ページ本文:
◇ ◇ ◇ ◇

例年歌舞伎座公演は恒例の顔見世興行を迎える11月で話題はそちらに取られると思うのですが、なかなかどうして国立劇場11月歌舞伎公演が魅せてくれます。現役歌舞伎俳優では、東西の横綱を昼夜に持ってきて見事な演出。二世中村吉右衛門と十五世片岡仁左衛門
現在可能な限り贅沢な構成
第一部:平 家 女 護 島(へいけにょごのしま)
-俊 寛-
第二部:彦山権現誓助剣(ひこさんごんげんちかいのすけだち)
-毛谷村-
第一部の座長が二世中村吉右衛門、第二部が十五世片岡仁左衛門。
どちらも見逃せないですね。
どちらも観劇したいのですが、あえてどちらからと問われれば。
第一部の二世中村吉右衛門さんになるでしょうか。
平 家 女 護 島(へいけにょごのしま)-俊 寛-
今回は、こちらを取り上げたいとおもいます。
俊寛は康治2年 (1143年)〜治承3年(1179年)、平安時代後期の真言宗の僧侶です。
後白河法皇の側近で法勝寺の執行の地位にいたときに、平氏打倒の陰謀に加担したことが露見し、鬼界ヶ島(薩摩国)への流刑に処せられます。
そのあたりの顛末は、「源平盛衰記」や『平家物語』に詳しく出てくるのですが。
もちろん原文ですので、読解には苦労すると思いますが。
両方の文学作品から伝わってくるのは「この世の無常」というテーマでありまして。
そのあたりを演者はどう表現するかが問われるわけです。
二世中村吉右衛門が俊寛をどう演ずるか
舞台の物語は、鬼界ヶ島に流刑に処せられた俊寛のもとに、平氏から特赦が下り赦免されるという段になって、俊寛はその特赦を若いカップルに譲り自分は島に残るという物語です。
実際には、首謀者である俊寛には特赦はおりず、その後俊寛は絶望から悲嘆に暮れ、自ら食をたち自害するのですが。

◇ ◇ ◇ ◇

使えるデータ:

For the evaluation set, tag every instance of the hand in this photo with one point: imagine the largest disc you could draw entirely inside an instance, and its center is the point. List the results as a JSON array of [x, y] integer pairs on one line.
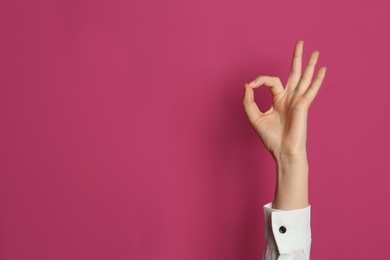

◇ ◇ ◇ ◇

指示 1:
ページ本文によると、国立劇場の11月歌舞伎公演で第一部の座長を務めるのは誰ですか。
指示 2:
俊寛の歌舞伎公演について書かれたページ本文を、最後の文のあとから書き進めてください。

想定回答 1:
二世中村吉右衛門です。

想定回答 2:
お芝居では、赦免になったカップルを見送る場面で終わりとなります。

二世中村吉右衛門は、当たり役として何度もこの役をこなしていますが。
果たして、今回はどう演じるでしょうか。
元々能の舞台作品として世阿弥が完成させたものを近松門左衛門が、歌舞伎上演台本に作り変えたもの。
ですから、能の世界の持つ、「平家物語」の流れから諸行無常の響きありの世界で演ずるのか。
俊寛の望郷の念と孤独感を際立たせる舞台にするのか。
二世中村吉右衛門さんの役作りに興味がわきます。
芸の完成期に差し掛かったお二人
今回の、国立劇場歌舞伎公演11月の座長お二人、二世中村吉右衛門さん十五世片岡仁左衛門さん共々、歌舞伎役者としての芸の完成期に入っておられます。
一人の歌舞伎役者さんを若い時から拝見して、役者として円熟味をます姿を拝見できることはとても幸せなことです。
お二人とも若いときから苦労と精進をされてきたことと考えあわせますと。
今月の舞台で、お二人の役を同時に拝見できることはまたとない機会です。
ぜひ、お見逃しのなきよう。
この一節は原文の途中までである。